[Object position labeling entries]

****************************************

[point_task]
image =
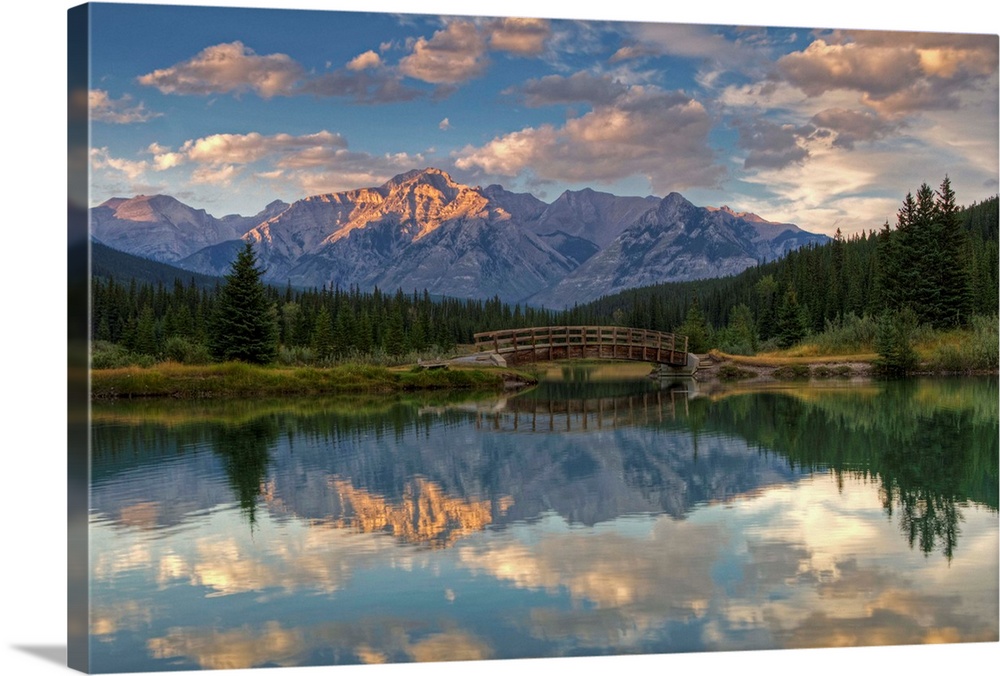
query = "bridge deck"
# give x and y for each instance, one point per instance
(519, 346)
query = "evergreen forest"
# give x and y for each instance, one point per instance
(935, 267)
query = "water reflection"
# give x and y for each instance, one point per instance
(588, 516)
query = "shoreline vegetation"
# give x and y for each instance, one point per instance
(238, 379)
(826, 356)
(920, 298)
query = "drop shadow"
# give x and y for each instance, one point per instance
(50, 653)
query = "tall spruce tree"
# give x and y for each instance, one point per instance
(245, 324)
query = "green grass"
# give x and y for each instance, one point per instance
(235, 379)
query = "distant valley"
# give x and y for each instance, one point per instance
(423, 231)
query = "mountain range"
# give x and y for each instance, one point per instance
(423, 230)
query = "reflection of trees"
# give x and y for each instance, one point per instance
(246, 452)
(931, 445)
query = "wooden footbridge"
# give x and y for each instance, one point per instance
(549, 343)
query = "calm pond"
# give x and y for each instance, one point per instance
(598, 513)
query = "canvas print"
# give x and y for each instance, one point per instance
(418, 338)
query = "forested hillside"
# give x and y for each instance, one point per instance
(938, 260)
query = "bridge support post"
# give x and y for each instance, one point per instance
(687, 370)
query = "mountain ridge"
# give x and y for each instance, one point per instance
(423, 230)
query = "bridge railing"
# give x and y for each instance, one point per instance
(623, 342)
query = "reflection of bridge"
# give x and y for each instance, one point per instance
(522, 414)
(520, 346)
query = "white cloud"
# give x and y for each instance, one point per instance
(647, 132)
(525, 37)
(116, 111)
(228, 68)
(454, 54)
(364, 61)
(101, 159)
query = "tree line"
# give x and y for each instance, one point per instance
(937, 266)
(246, 320)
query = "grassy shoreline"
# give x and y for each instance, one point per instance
(235, 379)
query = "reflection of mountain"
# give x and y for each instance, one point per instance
(431, 478)
(436, 476)
(424, 514)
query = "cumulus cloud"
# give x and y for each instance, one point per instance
(454, 54)
(646, 132)
(851, 126)
(248, 148)
(581, 87)
(116, 111)
(228, 68)
(894, 73)
(771, 145)
(366, 60)
(309, 163)
(234, 68)
(525, 37)
(368, 86)
(101, 159)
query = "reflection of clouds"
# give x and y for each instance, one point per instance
(109, 564)
(373, 642)
(837, 573)
(107, 621)
(817, 565)
(623, 588)
(318, 558)
(445, 647)
(240, 648)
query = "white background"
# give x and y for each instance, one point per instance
(32, 328)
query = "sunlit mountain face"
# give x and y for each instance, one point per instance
(422, 230)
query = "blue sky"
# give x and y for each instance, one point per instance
(229, 108)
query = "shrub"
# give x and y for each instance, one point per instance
(185, 351)
(105, 355)
(894, 342)
(791, 372)
(734, 372)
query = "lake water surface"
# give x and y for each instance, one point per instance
(599, 513)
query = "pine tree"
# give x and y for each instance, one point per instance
(244, 326)
(322, 341)
(791, 325)
(695, 328)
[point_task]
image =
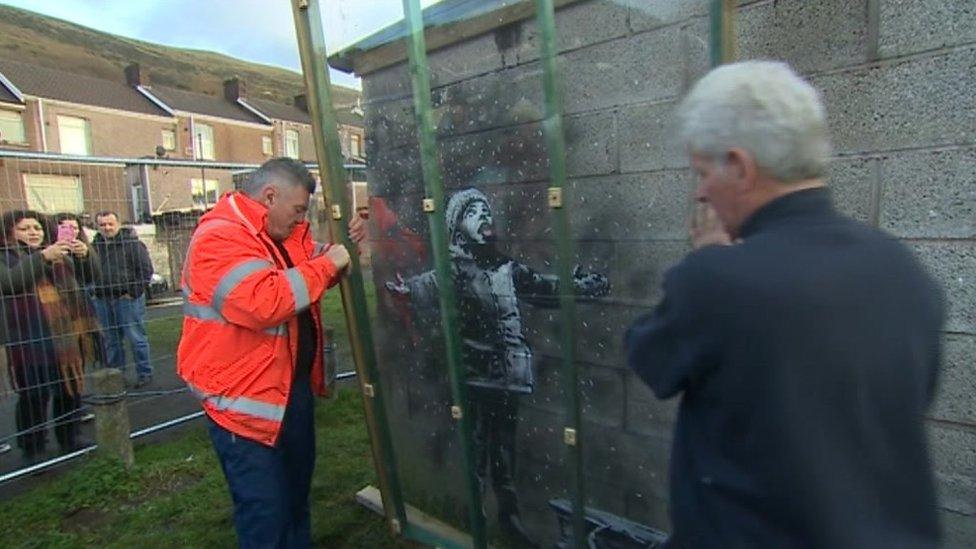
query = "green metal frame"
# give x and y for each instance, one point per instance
(434, 188)
(552, 128)
(722, 37)
(311, 45)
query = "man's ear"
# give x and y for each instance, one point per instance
(741, 167)
(268, 195)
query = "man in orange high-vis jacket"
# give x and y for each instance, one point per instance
(251, 348)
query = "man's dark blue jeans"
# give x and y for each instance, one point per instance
(270, 486)
(124, 318)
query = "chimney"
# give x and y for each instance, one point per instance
(136, 76)
(235, 89)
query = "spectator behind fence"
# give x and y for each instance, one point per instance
(805, 354)
(120, 298)
(49, 326)
(252, 349)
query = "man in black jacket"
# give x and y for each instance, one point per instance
(804, 345)
(120, 299)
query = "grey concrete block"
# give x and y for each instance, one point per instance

****************************************

Task to carry out:
Copy each line in full and exactly, omitting any picture.

Task response:
[point_task]
image =
query = "bridge deck"
# give x and y for each instance, one point per instance
(519, 346)
query = "evergreen forest"
# give x and y for each instance, one point per instance
(935, 267)
query = "water reflection"
# give x and y for each instance, one point per instance
(588, 516)
query = "shoreline vegetation"
# give x and y for each instance, one point per instance
(238, 379)
(826, 356)
(920, 298)
query = "drop shadow"
# give x and y for each instance, one point per instance
(50, 653)
query = "tall spruce tree"
# give x and y for each instance, one point per instance
(245, 324)
query = "green grass"
# give x and y for each instance, one point per instance
(235, 379)
query = "distant valley"
# give x and y for each instance, one point per instance
(423, 231)
query = "mountain range"
# give x and y for each instance, one point per instance
(423, 230)
query = "reflection of trees"
# give x and y for each instance, one point per instance
(246, 452)
(931, 445)
query = "wooden footbridge"
# give x and y for each instance, one point per instance
(549, 343)
query = "calm pond"
# give x and y for each instance, one point per instance
(598, 513)
query = "canvas print"
# give x and y for each instance, one point per instance
(418, 338)
query = "forested hillside"
# give x and y for each instance, one point per instance
(938, 260)
query = "bridge support post"
# give x and y for each instance, one point per instance
(687, 370)
query = "mountain ridge"
# give x and y for each instance, one point per instance
(423, 230)
query = "bridge railing"
# give x and y for each instance, one point per instance
(623, 342)
query = "reflection of bridge"
# give x and y for each instance, one point per instance
(522, 414)
(520, 346)
query = "white cloud"
# give x and y for each instance, one point per instance
(647, 132)
(525, 37)
(116, 111)
(228, 68)
(454, 54)
(364, 61)
(101, 159)
query = "tree line"
# give x and y for each instance, one point per instance
(937, 266)
(246, 320)
query = "grassy shoreline"
# give x and y for each instance, one point per instance
(235, 379)
query = "reflection of mountain"
# give x and y for each instance, one point per instance
(431, 478)
(436, 476)
(424, 514)
query = "cumulus cloud"
# give x and y for each instance, one point per instance
(454, 54)
(646, 132)
(851, 126)
(248, 148)
(581, 87)
(116, 111)
(228, 68)
(894, 73)
(771, 145)
(366, 60)
(309, 163)
(234, 68)
(525, 37)
(368, 86)
(101, 159)
query = "reflection of clouds"
# give x and y for each instance, one point per instance
(109, 564)
(373, 642)
(837, 573)
(107, 621)
(817, 565)
(623, 588)
(318, 558)
(445, 647)
(240, 648)
query = "white background"
# give x and y for each instance, one point per instance
(32, 328)
query = "sunlit mountain face"
# give x and y for each instance, one point per instance
(422, 230)
query = "blue sky"
# give x and y for each instance, one point per instance
(229, 108)
query = "shrub"
# give x and y for each instance, one point per instance
(185, 351)
(105, 355)
(894, 342)
(791, 372)
(734, 372)
query = "lake water surface"
# give x and y for each instance, one point per instance
(599, 513)
query = "pine tree"
# give x and y for each instance, one point per instance
(244, 326)
(322, 341)
(791, 325)
(695, 328)
[point_task]
image =
query = "green metal frame"
# give x and y for each instance, one point per instance
(434, 188)
(552, 128)
(722, 37)
(311, 45)
query = "man's ear"
# give x and y for each instance, one point per instance
(741, 167)
(268, 195)
query = "man in orange high-vis jacket"
# give x and y for each instance, one point per instance
(251, 348)
query = "man's dark blue jeans"
# give x and y for each instance, one point per instance
(270, 486)
(124, 318)
query = "chimney"
# give x and y for each instance, one point per instance
(136, 76)
(235, 89)
query = "spectator behind fence"
# give x and y for each instance, one point per instance
(805, 354)
(120, 298)
(49, 326)
(252, 349)
query = "man in black jacket"
# give x and y for each instance, one point per instance
(804, 345)
(120, 299)
query = "grey concrete block"
# give x and y for each instance, one point per instance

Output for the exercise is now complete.